◆ **EXERCISE TASK**: Rewrite all of the records below, changing "dot" to "marker" wherever it occurs and leaving everything else as it is. Leave the pictures out of your answer.

++++++++

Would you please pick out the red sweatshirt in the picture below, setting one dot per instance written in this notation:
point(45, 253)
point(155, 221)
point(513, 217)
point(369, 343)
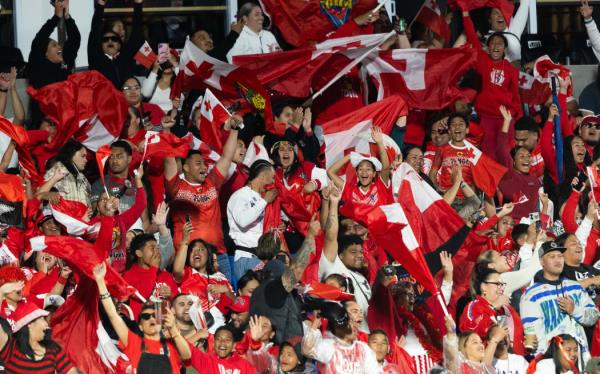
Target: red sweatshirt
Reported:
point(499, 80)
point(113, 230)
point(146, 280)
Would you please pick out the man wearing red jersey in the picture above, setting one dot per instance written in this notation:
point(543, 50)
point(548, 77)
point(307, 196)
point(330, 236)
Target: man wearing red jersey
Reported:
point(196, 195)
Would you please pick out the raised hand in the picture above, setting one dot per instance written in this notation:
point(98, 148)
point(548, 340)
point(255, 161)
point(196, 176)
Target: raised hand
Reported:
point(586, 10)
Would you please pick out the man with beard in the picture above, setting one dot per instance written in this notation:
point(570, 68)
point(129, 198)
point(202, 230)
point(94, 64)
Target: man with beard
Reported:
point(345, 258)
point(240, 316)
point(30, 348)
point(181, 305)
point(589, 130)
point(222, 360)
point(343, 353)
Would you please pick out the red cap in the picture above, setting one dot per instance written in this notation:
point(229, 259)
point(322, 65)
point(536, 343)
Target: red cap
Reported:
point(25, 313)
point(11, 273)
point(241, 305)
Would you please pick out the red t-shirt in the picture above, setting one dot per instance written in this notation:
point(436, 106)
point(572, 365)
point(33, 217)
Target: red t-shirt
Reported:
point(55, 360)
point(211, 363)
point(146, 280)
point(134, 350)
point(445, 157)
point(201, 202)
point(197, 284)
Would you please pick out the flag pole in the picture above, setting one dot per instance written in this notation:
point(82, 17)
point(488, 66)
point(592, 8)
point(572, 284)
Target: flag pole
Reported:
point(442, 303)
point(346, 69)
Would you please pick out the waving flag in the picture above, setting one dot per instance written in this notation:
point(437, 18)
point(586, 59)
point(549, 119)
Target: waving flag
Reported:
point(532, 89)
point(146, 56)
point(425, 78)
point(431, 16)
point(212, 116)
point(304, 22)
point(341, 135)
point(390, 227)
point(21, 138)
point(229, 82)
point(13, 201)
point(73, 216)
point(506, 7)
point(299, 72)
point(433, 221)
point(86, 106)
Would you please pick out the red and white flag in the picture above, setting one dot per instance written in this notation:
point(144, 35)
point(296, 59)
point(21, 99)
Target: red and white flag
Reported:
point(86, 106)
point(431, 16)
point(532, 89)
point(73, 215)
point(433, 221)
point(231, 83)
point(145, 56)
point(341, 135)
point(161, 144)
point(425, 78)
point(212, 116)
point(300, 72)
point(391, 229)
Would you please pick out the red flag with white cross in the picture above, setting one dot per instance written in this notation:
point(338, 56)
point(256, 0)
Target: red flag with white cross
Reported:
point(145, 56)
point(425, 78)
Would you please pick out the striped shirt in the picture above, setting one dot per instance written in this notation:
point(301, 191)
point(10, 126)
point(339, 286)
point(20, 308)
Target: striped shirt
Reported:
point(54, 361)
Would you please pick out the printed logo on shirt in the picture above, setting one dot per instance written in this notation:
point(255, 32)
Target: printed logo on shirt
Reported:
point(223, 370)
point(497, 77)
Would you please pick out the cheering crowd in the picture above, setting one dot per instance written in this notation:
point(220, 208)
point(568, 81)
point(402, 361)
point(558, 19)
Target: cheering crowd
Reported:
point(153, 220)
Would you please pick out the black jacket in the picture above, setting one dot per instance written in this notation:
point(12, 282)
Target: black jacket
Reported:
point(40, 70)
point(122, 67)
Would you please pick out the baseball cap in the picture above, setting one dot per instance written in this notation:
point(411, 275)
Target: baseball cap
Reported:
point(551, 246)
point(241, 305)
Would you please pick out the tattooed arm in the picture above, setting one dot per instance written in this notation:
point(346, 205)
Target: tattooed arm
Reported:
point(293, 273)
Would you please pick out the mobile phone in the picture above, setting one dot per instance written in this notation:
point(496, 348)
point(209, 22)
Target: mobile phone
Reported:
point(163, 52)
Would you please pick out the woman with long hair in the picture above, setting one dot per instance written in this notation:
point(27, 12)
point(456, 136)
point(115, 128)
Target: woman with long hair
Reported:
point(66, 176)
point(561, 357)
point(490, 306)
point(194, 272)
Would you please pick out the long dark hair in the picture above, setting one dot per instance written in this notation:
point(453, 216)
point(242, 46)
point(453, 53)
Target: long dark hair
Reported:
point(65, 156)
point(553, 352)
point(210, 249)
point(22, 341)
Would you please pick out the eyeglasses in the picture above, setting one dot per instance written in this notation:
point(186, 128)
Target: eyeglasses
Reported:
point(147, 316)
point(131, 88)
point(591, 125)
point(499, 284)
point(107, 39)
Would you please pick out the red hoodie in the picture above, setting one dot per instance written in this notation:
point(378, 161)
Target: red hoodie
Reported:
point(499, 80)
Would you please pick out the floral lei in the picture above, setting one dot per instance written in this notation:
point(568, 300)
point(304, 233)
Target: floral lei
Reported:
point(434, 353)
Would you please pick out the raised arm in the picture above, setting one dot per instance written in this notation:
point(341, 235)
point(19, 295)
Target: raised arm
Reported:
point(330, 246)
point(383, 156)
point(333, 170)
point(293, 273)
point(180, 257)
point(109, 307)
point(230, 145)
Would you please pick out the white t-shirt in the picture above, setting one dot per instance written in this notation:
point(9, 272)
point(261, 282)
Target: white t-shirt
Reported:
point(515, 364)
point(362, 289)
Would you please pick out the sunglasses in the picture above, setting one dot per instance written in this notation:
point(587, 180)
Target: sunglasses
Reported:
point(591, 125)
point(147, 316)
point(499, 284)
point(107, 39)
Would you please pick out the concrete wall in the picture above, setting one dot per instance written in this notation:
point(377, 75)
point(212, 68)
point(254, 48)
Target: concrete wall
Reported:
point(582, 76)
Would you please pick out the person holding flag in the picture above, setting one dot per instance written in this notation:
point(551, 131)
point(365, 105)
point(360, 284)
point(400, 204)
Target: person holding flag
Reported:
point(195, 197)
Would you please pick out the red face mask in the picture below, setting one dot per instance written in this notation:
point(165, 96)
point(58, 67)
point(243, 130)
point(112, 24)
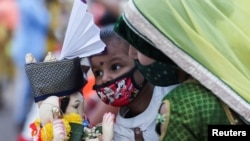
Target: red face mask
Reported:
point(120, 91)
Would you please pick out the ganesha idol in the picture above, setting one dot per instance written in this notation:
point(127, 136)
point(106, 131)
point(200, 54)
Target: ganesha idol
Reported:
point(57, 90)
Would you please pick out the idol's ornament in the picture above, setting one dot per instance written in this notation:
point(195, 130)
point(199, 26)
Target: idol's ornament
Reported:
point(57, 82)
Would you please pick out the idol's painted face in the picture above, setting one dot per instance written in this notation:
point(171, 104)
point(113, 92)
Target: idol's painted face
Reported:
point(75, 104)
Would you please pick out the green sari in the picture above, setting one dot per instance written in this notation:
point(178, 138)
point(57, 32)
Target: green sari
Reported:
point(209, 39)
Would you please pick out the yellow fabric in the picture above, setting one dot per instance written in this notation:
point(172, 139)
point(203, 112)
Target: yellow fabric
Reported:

++++++++

◆ **RESULT OF THE TASK**:
Would you please pick out the red sweatshirt in the picture below, setting one marker per instance written in this notation:
point(45, 253)
point(155, 221)
point(513, 217)
point(369, 343)
Target: red sweatshirt
Reported:
point(499, 80)
point(113, 230)
point(146, 280)
Would you please pick out the man wearing red jersey in the picture above, setting one marker per instance written in this notation:
point(543, 50)
point(548, 77)
point(307, 196)
point(330, 236)
Target: man wearing red jersey
Reported:
point(196, 195)
Would you please pick out the raised hand in the picture above, setting one marker per instance written in this notation:
point(98, 148)
point(548, 340)
point(255, 161)
point(196, 176)
Target: raised hand
Reported:
point(586, 10)
Would you please pick out the man with beard in the picture above, setting one marker per instance written in this notation:
point(570, 68)
point(129, 198)
point(202, 230)
point(94, 64)
Target: man with beard
Reported:
point(345, 258)
point(240, 316)
point(30, 348)
point(181, 305)
point(589, 130)
point(222, 360)
point(343, 353)
Would you please pick out the red cap in the picture above, setting one marker per instance written in this notation:
point(229, 259)
point(322, 65)
point(536, 343)
Target: red cap
Reported:
point(25, 313)
point(11, 273)
point(241, 305)
Would you please pick out the red t-shirt in the picture above, setting one marker per instance written in this notation:
point(436, 106)
point(572, 365)
point(33, 217)
Target: red t-shirt
Reported:
point(55, 360)
point(211, 363)
point(146, 280)
point(134, 350)
point(445, 157)
point(201, 202)
point(197, 284)
Would you please pick out the flag pole in the picture above, setting one marker per instance written in this notation:
point(82, 17)
point(488, 66)
point(592, 8)
point(572, 284)
Target: flag pole
Reported:
point(442, 303)
point(346, 69)
Would you please pick out the waving flag in the picture above, setting one marker per instance written in this notation:
point(437, 18)
point(586, 59)
point(549, 119)
Target: waving flag
Reported:
point(532, 89)
point(146, 56)
point(425, 78)
point(431, 16)
point(212, 116)
point(304, 22)
point(341, 135)
point(390, 227)
point(21, 138)
point(229, 82)
point(13, 201)
point(73, 216)
point(506, 7)
point(299, 72)
point(433, 221)
point(86, 106)
Would you please pick out the red and white flag in the picture above, setting one marker per instance written in this notation:
point(144, 35)
point(296, 59)
point(21, 99)
Target: red and white flag
Reported:
point(86, 106)
point(431, 16)
point(532, 89)
point(73, 215)
point(433, 221)
point(231, 83)
point(145, 56)
point(341, 135)
point(161, 144)
point(425, 78)
point(212, 116)
point(300, 72)
point(391, 229)
Would you please pick out the red flag with white cross in the picture above, setting one marker per instance written in this notation:
point(338, 56)
point(256, 0)
Target: red flag with white cross
Reported:
point(145, 56)
point(425, 78)
Would you please pick out the striped shirt in the picture above, setting one marker per instance written in this notation:
point(301, 191)
point(10, 126)
point(339, 286)
point(20, 308)
Target: striped shirt
Reported:
point(54, 361)
Would you please pick out the printed logo on shirt in the picture above, setting one marker per instance written in this notation:
point(255, 32)
Target: printed logo on shirt
Reported:
point(223, 370)
point(497, 77)
Would you please pick out the cheering crowd in the picture above, setting one marker per instance written in this notation:
point(220, 208)
point(568, 81)
point(402, 361)
point(558, 19)
Target: cheering crowd
Reported:
point(153, 220)
Would you please pick out the black jacket in the picture above, setting one marker per instance written in this notation:
point(12, 282)
Target: black jacket
Reported:
point(40, 70)
point(122, 67)
Would you please pick out the baseball cap in the picture above, setting one marker per instance written in this notation:
point(411, 275)
Target: baseball cap
Reported:
point(551, 246)
point(241, 305)
Would you please pick out the tattooed arm in the picture above, setting one marker per instance written in this notation:
point(346, 205)
Target: tattooed arm
Reported:
point(293, 273)
Would you please pick out the mobile phone in the picture above, setting one marker per instance written in this notation:
point(496, 348)
point(209, 22)
Target: mobile phone
Reported:
point(163, 52)
Would you please pick out the woman with long hair in the picture above, setting one marker per instance written in this notation:
point(27, 12)
point(456, 136)
point(115, 128)
Target: woman with long hair
Reported:
point(66, 176)
point(561, 357)
point(490, 306)
point(194, 272)
Would you please pick out the long dark hair in the picture above, setting one marker per instance written in this notation:
point(453, 216)
point(242, 46)
point(453, 53)
Target: long dark hair
Reported:
point(65, 156)
point(553, 352)
point(210, 249)
point(22, 341)
Would you please pick out the eyeglasses in the picture above, setting one marker per instance written in this notation:
point(186, 128)
Target: eyeglasses
Reported:
point(147, 316)
point(131, 88)
point(591, 125)
point(499, 284)
point(107, 39)
Would you please pick out the red hoodie in the picture above, setting one marker per instance written in this notation:
point(378, 161)
Target: red hoodie
Reported:
point(499, 80)
Would you please pick out the floral lei in the picture above, setting one marker per instance written in this notation:
point(568, 300)
point(304, 233)
Target: floral lei
Reported:
point(434, 353)
Would you please pick out the raised arm in the picture above, setting one marker per instance written in this notation:
point(341, 235)
point(19, 295)
Target: raised arm
Reported:
point(330, 246)
point(383, 156)
point(333, 170)
point(293, 273)
point(180, 257)
point(109, 307)
point(230, 145)
Would you please pick out the white t-shirt in the picture above, setting one marker per instance written in this notation:
point(9, 272)
point(261, 282)
Target: white t-shirt
Reported:
point(515, 364)
point(362, 289)
Would you please pick out the sunglasses in the picture above, setting one marker per instance written in this notation:
point(587, 180)
Target: sunglasses
Reported:
point(591, 125)
point(147, 316)
point(499, 284)
point(107, 39)
Would you please pick out the concrete wall in the picture above, setting one marker per instance written in this notation:
point(377, 75)
point(212, 68)
point(254, 48)
Target: concrete wall
Reported:
point(582, 76)
Would you please pick out the person holding flag in the picture above, setting one marker per instance written in this notation:
point(551, 131)
point(365, 105)
point(360, 284)
point(400, 204)
Target: person holding flag
Reported:
point(195, 197)
Would you please pick out the red face mask in the picture below, setting one marker per instance written in this notation:
point(165, 96)
point(58, 67)
point(243, 130)
point(112, 24)
Target: red face mask
Reported:
point(120, 91)
Would you please pick out the ganesha idol in the picture above, setting one marker per instance written in this notation:
point(127, 136)
point(106, 131)
point(200, 54)
Target: ganesha idol
Reported:
point(57, 90)
Would you please pick out the idol's ornament in the picture above, setting one marker per instance written in this notation:
point(195, 130)
point(199, 26)
Target: idol's ornament
Reported:
point(57, 82)
Would you please pick out the idol's painted face in the picture above, setting one marker per instance written in this notation:
point(171, 104)
point(113, 92)
Target: idol's painted face
Reported:
point(75, 104)
Would you please pick out the green sari in the picture above, setting one marker per instance written in this notation:
point(178, 138)
point(57, 32)
Target: green sari
Reported:
point(209, 39)
Would you please pick out the yellow fabric in the picture above, setting one marker per instance written in this notation:
point(172, 139)
point(203, 112)
Target: yellow fabric
Reported:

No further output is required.